Task goal — Could you put every line of the records below into a JSON list of strings, with one string per line and any blank lines left out?

Rows from a dataset —

□ □ □

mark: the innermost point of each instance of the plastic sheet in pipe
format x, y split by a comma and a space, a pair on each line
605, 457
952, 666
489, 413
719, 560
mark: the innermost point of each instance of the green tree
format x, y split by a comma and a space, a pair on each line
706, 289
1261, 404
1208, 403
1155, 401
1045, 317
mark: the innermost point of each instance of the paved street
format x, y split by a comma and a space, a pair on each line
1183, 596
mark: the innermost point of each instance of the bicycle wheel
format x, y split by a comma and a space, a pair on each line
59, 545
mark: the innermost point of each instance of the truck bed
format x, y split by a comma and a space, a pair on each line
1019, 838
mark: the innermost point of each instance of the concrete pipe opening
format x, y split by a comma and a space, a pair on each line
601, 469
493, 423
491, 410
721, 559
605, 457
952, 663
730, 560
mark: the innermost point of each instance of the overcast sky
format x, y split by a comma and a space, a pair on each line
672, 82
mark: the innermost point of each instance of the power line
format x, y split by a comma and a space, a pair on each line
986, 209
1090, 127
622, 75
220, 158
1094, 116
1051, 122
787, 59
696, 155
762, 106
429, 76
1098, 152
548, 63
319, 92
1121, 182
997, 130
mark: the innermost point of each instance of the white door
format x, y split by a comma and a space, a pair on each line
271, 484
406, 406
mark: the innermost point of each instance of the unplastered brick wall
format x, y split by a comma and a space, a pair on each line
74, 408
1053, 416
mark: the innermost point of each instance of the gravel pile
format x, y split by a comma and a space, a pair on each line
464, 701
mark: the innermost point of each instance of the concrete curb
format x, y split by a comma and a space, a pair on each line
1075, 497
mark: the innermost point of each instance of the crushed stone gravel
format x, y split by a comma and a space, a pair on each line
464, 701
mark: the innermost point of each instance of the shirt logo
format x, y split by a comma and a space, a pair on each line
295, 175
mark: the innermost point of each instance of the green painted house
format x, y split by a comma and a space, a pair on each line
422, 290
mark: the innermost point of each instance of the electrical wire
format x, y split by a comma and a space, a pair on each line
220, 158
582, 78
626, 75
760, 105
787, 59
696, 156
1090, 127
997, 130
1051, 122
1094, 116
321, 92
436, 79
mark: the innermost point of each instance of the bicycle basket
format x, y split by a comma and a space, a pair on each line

□ □ □

Solved problem —
[
  "mark: the innermost point of each instance of the plastic sheet in pipe",
  "format x, y split by a comma and a space, a pair on each line",
  "605, 457",
  "952, 666",
  "489, 413",
  "719, 560",
  "mark: the innermost point of each instance of the green tree",
  "format x, y split by a comma and a space, a pair on each line",
  "706, 289",
  "1261, 404",
  "1208, 403",
  "1155, 401",
  "1045, 317",
  "mark: the innermost point of each instance of the paved street",
  "format x, y split by a comma and a space, a pair on each line",
  "1183, 596",
  "mark: the innermost point of each instance of the bicycle wheel",
  "format x, y split by a comma and a space, a pair on each line",
  "59, 545",
  "mark: the innermost point of each instance of the truck bed",
  "format x, y split by a comma and a space, a pair on each line",
  "1019, 838",
  "mark: the innermost point of each instance of the concrete pipe opening",
  "format x, y split by a comma and a space, a pair on each line",
  "601, 469",
  "493, 423",
  "491, 410",
  "721, 559",
  "605, 457",
  "952, 663",
  "730, 560",
  "mark: the innermost point of each instance of the overcast sky",
  "format x, y split by a comma and a space, a pair on each line",
  "672, 82",
  "mark: the innermost point of each instance of the power line",
  "format x, y split by a comma and a space, a pair on each line",
  "986, 209",
  "1090, 127",
  "622, 75",
  "220, 158",
  "1094, 116",
  "1051, 122",
  "787, 59",
  "696, 155",
  "762, 106",
  "429, 76",
  "1098, 152",
  "548, 63",
  "319, 92",
  "1121, 182",
  "997, 130",
  "mark: the innermost point of each instance of the white door",
  "format x, y split by a comma and a space, a pair on each line",
  "271, 484",
  "406, 406",
  "mark: the innermost point of each instance of the unplastered brick wall",
  "format x, y split by a comma and a space, a pair on each line",
  "74, 408",
  "1053, 416",
  "mark: the innermost point of each instance of the gravel pile",
  "format x, y split by a comma and a space, a pair on each line",
  "464, 701",
  "mark: the innermost point of each instance of the concrete curb",
  "format x, y split by a comma and a space, a pair on each line",
  "1075, 497",
  "mark: the innermost point of each instance of the crushed stone gravel",
  "format x, y split by a comma and a space, a pair on each line",
  "464, 701",
  "mark: the innermost point of each instance of the shirt logo",
  "format x, y split by a comma and a space, a pair on each line",
  "295, 175",
  "mark: the innermost point of each instance of the green painted house",
  "format x, y split by a comma and a space, a pair on each line",
  "422, 290",
  "mark: the innermost point of each instance of the electrical wire",
  "format x, y split by a comma and a space, a pair on each line",
  "220, 158",
  "582, 78",
  "626, 75",
  "760, 105",
  "787, 59",
  "696, 156",
  "1090, 127",
  "997, 130",
  "1051, 122",
  "1094, 116",
  "321, 92",
  "436, 79",
  "mark: the innermost point of each instance of the bicycle basket",
  "format x, y split by a comma and a space, a pair on each line"
]